Collected data
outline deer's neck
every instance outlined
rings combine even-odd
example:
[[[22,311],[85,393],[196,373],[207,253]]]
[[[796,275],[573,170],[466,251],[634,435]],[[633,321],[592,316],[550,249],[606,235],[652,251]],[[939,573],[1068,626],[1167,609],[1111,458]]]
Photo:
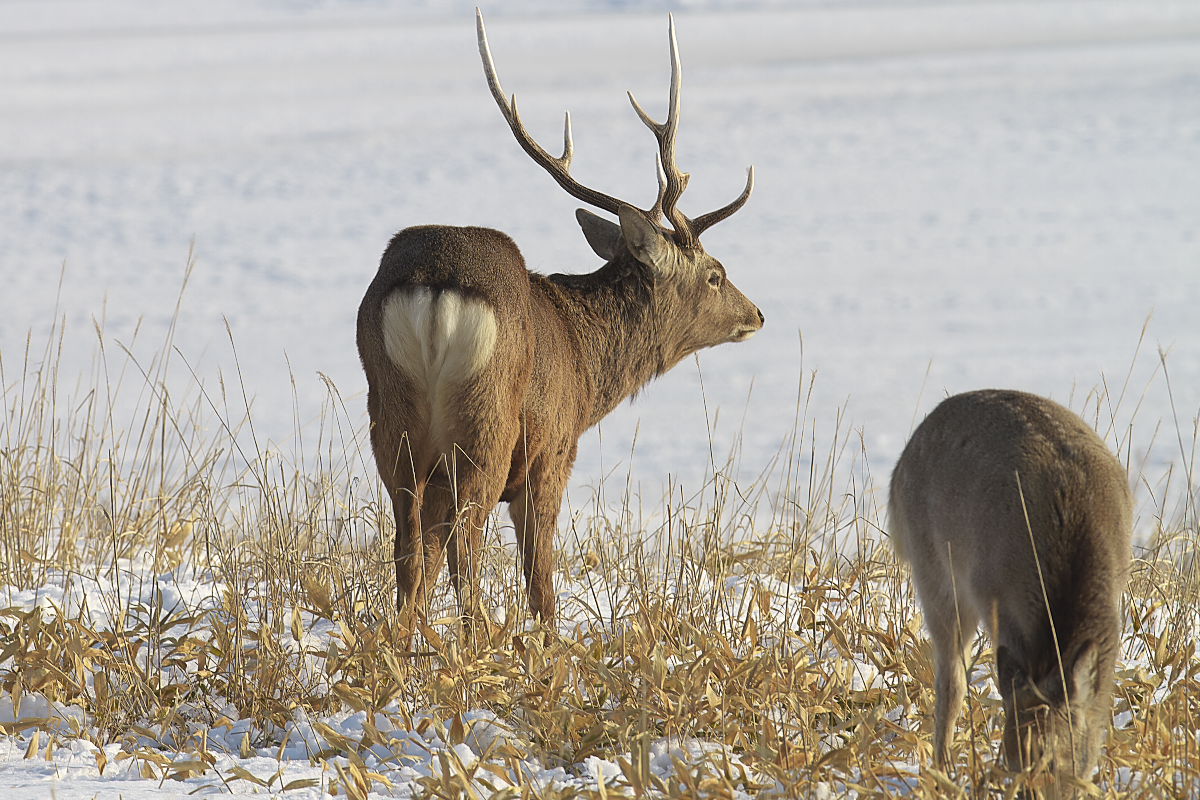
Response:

## ASSIGNMENT
Repeat the data exactly, excluding the pictures.

## RESULT FOR THIS EXERCISE
outline deer's neck
every instance outlined
rings combine even-odd
example:
[[[22,311],[85,393],[196,373],[207,253]]]
[[[796,275],[573,170],[466,251],[634,435]],[[633,321],[592,316],[550,249],[606,235],[652,251]],[[939,573],[1068,626],[1167,609],[1111,458]]]
Photo:
Response:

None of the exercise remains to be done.